The US military industrial complex was not prepared to see a reunification of Korea on any terms except their own. Using the typical fig leaf of UN authorization (the Soviet ambassador was absent when the Security Council voted and an American puppet held China's seat) the US counterattacked, driving nearly as far as the Yalu River.

The war ended in stalemate, after the death of about 4 million people, three years later.

"The huge destruction wrought by both sides" would likely have never occurred if the US had withdrawn its troops at the same time the Soviets did, and a united Korea today would be at least as prosperous and free as you imagine South Korea to be.

Clearly you take great pride in apologizing for the crimes of the greatest purveyor of violence on the face of the earth.

Your irrational hatred of the US and Israel leads you to make one absurd statement after another. It is bizarre to claim that the Stalinist slave state the Soviets installed in in North Korea that cannot feed its own people would have been able to create a free and prosperous society in South Korea if it had conquered it.

It was Stalin who, in 1947, rejected the UN call for a united Korea to hold free and fair elections monitored by the UN by boycotting the vote on the proposal and then declaring he would not abide by it. The UN passed the proposal and proceeded with the elections but Stalin refused to allow the Koreans under his control to vote. In response to the UN monitored elections, Stalin sealed the border to prevent Koreans from fleeing south and installed a puppet government in the North, just as he had in all the countries he had conquered in eastern Europe and central Asia.

Had Stalin allowed the North Korean to vote in UN monitored elections then there would have been a united Korea with a government chosen by the Korean people and there would have been no war.
At the Yalta Conference in February of 1945 Stalin advocated independence for the Koreans as soon as possible. FDR countered with a suggestion of a US/Korean "trusteeship" of 20-30 years, modeled on our successful occupation of the Philippines, where we perfected the water torture known today as waterboarding.

The US commitment to Korean independence began with the Taft-Katusra agreement with Japan in 1904-05 at the conclusion of the Russo-Japanese War. In exchange for Japanese recognition of US colonial rule over the Philippines, the US recognized Japan's "right" to annex Korea in 1910.

Shit clumps, as they say.
 
In response to the UN monitored elections, Stalin sealed the border to prevent Koreans from fleeing south and installed a puppet government in the North.


Painfully and permanently dividing thousands and thousands of family members who would suffer (and still do) for decades thereafter.
At the conclusion of the war in Europe, Soviet forces invaded Korea, advancing to the 38th parallel by August 10, 1945. They could easily have conquered the entire peninsula. What did the do? They consulted with the US who requested they halt their advance so the US could occupy the rest of Korea in the coming month.

In that same month, defeated Japanese troops formally turned over authority in Korea to the broad-based Committee for the Preparation of Korean Independence, led by Lyuh Woon-hyung, which in September proclaimed the Korean People's Republic.

What the task asks:
Reproduce word for word the part of the passage on Korea starting with "The US military" and going on through "Korea to be.". The lines that come next are separate material, unrelated to the passage on Korea.

Source material:
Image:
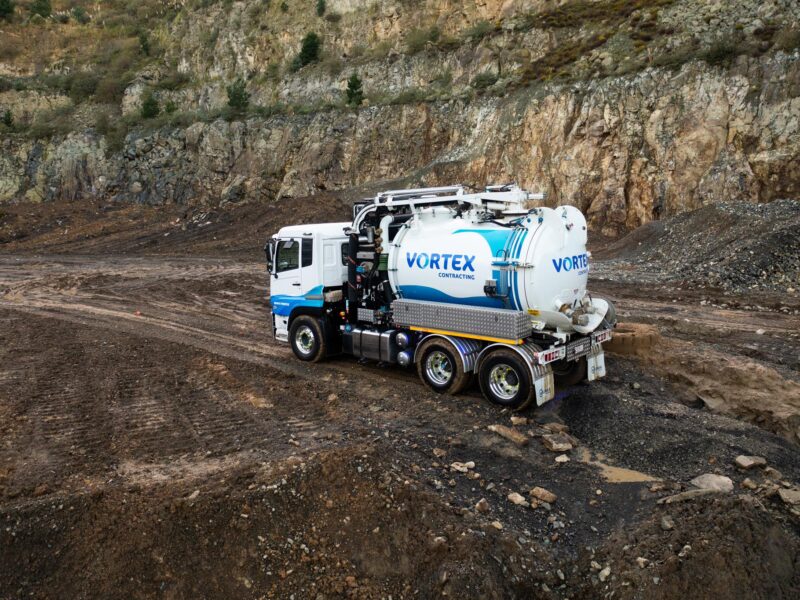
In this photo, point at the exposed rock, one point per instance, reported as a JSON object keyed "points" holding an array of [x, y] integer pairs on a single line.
{"points": [[544, 495], [790, 496], [518, 499], [462, 467], [512, 435], [557, 442], [667, 523], [711, 481], [749, 462]]}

Problem solution:
The US military industrial complex was not prepared to see a reunification of Korea on any terms except their own. Using the typical fig leaf of UN authorization (the Soviet ambassador was absent when the Security Council voted and an American puppet held China's seat) the US counterattacked, driving nearly as far as the Yalu River.

The war ended in stalemate, after the death of about 4 million people, three years later.

"The huge destruction wrought by both sides" would likely have never occurred if the US had withdrawn its troops at the same time the Soviets did, and a united Korea today would be at least as prosperous and free as you imagine South Korea to be.